### PAGE TEXT
※ ※ ※
The Class B Shares and the Class C Shares will rank equally with each other and
with the Class A Shares in respect of their rights to dividends and other
distributions. The holders of Class A Shares, Class B Shares and Class C Shares
will be entitled to a fixed cumulative dividend of 8 per cent. per annum which
will accrue from day to day. Dividends will be payable quarterly in arrear
subject to the priority of the Class D Share and the SG Shares. Any dividends
not paid on the relevant quarterly payment date will compound quarterly at 8 per
cent. per annum. The Class A Shares, the Class B Shares and the Class C Shares
will rank behind the Class D Share and the SG Shares and dividends will not be
payable on the Class A Shares, the Class B Shares or the Class C Shares while
any dividends on the Class D Share or the SG Shares are due and outstanding.
After payment of all dividends referred to above, any remaining available cash
flows that are authorised by the board to be distributed shall be distributed to
the holders of SG Shares, Class A Shares, Class B Shares and Class C Shares pro
rata to the amounts paid up or deemed to be paid up on those shares. All SG
Shares, Class A Shares, Class B Shares, Class C Shares and the Class D Share to
be issued in connection with the Offer will be paid up or deemed to be paid up
as to £1 per share.
 
(d) Other Dividends
 
In addition, and subject to the provisions of the Companies Act and the
Articles: (i) Songbird Estates may by ordinary resolution from time to time
declare dividends not exceeding the amount recommended by the board; and (ii)
the board may pay such interim dividends or distributions as appear to the board
to be justified by the financial position of Songbird Estates, provided that the
Class A Shares, the Class B Shares and the Class C Shares shall be treated
equally in respect of interim dividends or distributions paid.
 
(e) Restrictions relating to dividends, other distributions and redemptions
 
No dividend or other distribution (including on a redemption of SG Shares and
including dividends on the Class D Share) may be declared or paid, or deemed to
be declared or paid, to the extent prohibited by the Articles or any legal or
regulatory restriction or by the terms of any of Songbird Estates' financing
documents or (in the case of payment) if Songbird Estates has insufficient
available cash flows for that purpose. Any such restriction will not prevent any
dividend or other distribution from accruing or compounding.
※ ※ ※
### SHORT TASK A
How many lines of the listing contain the string "sidewalk", counting only matches with the same case? Reply with the number alone.
The dividend passage and the listing come from unrelated sources.
※ ※ ※
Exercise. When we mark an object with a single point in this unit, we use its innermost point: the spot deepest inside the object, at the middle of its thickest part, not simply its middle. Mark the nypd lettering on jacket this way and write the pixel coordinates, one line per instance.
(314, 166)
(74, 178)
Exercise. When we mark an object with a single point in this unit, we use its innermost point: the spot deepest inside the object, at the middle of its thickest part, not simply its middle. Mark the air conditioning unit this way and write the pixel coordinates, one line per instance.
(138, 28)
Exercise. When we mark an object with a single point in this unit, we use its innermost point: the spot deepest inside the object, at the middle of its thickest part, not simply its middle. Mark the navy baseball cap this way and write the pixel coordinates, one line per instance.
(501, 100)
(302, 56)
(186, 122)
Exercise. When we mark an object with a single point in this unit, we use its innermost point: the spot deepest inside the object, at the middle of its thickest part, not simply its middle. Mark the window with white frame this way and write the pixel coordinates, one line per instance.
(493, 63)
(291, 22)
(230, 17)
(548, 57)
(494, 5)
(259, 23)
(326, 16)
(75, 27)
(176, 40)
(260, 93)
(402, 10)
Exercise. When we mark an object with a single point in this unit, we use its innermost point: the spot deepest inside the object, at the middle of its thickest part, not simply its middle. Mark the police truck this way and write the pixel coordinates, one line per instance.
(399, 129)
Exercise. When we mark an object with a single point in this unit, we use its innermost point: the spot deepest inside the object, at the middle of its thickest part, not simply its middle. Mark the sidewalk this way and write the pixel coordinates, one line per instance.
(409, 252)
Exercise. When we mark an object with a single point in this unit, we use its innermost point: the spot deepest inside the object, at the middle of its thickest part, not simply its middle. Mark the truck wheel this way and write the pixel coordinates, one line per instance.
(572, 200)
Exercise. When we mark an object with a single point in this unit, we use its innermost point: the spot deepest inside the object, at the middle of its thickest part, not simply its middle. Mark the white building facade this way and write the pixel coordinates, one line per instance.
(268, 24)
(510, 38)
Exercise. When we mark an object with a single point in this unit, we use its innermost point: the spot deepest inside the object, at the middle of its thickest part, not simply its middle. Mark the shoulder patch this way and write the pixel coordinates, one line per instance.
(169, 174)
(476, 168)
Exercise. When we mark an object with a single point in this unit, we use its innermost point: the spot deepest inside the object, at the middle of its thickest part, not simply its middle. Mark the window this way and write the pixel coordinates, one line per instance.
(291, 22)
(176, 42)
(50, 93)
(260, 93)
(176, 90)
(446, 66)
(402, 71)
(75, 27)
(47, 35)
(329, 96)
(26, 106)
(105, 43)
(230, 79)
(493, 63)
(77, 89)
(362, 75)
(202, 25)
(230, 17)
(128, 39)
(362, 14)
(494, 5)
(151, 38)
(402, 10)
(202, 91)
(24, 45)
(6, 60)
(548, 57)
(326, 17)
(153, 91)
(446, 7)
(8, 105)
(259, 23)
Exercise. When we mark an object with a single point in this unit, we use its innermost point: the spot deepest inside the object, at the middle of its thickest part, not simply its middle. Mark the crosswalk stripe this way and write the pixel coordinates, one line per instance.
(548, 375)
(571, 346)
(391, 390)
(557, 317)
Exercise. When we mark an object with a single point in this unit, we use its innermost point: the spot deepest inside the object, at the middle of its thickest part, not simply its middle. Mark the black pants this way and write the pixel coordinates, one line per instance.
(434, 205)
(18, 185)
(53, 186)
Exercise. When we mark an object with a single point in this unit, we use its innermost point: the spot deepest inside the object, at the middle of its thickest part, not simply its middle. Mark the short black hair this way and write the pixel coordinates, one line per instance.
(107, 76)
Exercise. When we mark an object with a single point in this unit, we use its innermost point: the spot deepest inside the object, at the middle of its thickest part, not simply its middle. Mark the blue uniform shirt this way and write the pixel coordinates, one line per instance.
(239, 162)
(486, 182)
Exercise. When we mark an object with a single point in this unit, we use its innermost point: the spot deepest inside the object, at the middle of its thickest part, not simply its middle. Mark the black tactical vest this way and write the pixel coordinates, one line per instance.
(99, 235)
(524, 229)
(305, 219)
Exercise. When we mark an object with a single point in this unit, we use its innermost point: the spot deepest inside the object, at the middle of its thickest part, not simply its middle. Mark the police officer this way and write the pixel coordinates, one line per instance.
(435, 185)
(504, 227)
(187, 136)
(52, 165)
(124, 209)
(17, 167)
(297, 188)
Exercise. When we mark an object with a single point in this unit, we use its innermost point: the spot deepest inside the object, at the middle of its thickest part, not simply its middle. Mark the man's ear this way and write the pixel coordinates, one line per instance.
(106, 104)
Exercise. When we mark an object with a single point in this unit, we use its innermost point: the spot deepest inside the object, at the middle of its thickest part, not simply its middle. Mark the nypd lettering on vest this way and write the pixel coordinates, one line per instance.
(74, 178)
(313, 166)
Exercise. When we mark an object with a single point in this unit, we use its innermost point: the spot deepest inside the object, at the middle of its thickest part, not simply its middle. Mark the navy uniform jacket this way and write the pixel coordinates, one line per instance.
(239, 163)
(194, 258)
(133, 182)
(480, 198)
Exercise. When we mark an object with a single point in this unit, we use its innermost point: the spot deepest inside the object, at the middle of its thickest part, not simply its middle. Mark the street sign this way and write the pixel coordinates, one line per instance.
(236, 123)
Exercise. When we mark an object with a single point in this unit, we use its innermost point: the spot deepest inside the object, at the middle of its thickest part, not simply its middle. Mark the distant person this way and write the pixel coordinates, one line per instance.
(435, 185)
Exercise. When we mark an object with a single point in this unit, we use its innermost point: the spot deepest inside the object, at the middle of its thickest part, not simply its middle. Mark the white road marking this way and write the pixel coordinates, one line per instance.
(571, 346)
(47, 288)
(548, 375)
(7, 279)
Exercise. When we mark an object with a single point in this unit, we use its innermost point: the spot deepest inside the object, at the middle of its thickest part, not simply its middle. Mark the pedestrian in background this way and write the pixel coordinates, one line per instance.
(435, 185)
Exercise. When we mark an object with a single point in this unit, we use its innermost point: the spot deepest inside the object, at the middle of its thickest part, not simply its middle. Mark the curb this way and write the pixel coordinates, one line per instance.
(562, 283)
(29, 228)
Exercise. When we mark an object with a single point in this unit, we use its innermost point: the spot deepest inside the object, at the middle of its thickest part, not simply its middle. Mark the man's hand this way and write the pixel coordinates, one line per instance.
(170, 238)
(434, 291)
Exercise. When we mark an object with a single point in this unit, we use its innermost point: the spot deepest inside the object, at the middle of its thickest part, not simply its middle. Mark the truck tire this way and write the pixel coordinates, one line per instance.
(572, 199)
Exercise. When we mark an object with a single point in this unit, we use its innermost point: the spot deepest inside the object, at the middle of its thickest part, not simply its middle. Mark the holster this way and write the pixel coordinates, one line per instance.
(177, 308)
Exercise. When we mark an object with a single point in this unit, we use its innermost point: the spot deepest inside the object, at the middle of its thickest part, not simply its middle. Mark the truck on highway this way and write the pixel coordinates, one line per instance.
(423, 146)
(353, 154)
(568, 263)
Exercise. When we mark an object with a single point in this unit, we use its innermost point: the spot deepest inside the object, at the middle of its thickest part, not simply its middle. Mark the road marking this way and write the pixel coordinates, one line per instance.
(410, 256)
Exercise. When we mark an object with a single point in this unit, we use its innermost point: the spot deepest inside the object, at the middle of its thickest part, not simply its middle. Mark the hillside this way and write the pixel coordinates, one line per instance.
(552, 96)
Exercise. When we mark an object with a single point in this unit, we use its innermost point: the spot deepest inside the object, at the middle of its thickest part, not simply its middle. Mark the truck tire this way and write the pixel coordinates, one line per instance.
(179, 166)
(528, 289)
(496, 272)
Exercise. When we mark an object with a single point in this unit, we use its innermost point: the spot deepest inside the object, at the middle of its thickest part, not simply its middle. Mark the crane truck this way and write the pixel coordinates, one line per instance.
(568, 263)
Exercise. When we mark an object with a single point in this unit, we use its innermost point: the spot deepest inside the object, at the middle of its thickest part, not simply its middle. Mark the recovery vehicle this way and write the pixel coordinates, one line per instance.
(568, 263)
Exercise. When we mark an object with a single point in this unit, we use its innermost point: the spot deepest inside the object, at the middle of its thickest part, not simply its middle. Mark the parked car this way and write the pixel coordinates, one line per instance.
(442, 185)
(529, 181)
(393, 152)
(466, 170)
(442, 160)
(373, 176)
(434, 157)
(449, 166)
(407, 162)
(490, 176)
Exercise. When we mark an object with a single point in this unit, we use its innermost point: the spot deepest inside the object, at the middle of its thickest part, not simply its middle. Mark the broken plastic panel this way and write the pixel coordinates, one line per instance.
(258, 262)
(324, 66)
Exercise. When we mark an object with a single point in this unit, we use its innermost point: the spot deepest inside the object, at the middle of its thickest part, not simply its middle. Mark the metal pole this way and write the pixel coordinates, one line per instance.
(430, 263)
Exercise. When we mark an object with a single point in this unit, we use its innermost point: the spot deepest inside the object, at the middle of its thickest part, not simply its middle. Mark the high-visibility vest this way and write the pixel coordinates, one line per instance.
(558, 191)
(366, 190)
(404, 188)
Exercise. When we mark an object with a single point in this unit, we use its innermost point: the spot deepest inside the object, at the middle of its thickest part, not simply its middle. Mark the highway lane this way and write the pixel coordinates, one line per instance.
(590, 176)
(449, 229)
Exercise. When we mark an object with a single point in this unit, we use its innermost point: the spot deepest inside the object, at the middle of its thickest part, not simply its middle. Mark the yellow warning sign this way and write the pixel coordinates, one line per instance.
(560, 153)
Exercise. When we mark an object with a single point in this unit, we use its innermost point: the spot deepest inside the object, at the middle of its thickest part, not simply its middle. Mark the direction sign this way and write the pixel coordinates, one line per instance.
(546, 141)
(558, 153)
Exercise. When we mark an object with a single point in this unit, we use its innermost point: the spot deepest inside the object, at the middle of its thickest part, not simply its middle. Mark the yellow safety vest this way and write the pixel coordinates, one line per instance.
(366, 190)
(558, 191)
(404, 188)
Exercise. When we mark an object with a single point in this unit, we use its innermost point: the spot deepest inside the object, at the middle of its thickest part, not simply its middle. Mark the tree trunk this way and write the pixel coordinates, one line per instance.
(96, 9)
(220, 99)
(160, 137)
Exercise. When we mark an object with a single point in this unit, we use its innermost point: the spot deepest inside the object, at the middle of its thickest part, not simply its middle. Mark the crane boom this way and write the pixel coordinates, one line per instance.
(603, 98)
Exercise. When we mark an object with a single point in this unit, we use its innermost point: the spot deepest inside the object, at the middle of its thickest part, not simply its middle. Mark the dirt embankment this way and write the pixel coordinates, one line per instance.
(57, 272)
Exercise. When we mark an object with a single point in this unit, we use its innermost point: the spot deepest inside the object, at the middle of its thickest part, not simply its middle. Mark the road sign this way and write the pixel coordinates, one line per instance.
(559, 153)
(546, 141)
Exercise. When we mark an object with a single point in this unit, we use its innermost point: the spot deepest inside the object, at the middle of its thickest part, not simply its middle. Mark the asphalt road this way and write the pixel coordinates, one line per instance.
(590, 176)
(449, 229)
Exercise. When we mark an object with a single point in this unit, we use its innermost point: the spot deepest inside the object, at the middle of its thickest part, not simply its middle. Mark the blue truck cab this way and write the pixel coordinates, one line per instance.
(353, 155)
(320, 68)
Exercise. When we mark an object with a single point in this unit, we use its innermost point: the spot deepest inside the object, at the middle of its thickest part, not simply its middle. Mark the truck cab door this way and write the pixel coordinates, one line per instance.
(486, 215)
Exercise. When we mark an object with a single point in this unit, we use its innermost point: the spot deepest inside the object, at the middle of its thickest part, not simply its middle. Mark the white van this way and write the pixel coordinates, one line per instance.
※ ※ ※
### SHORT TASK B
In the passage on share dividends, how much is each SG Share and Class A, B, C and D Share issued in connection with the Offer paid up or deemed paid up?

### WORKED ANSWER A
1

### WORKED ANSWER B
£1 per share.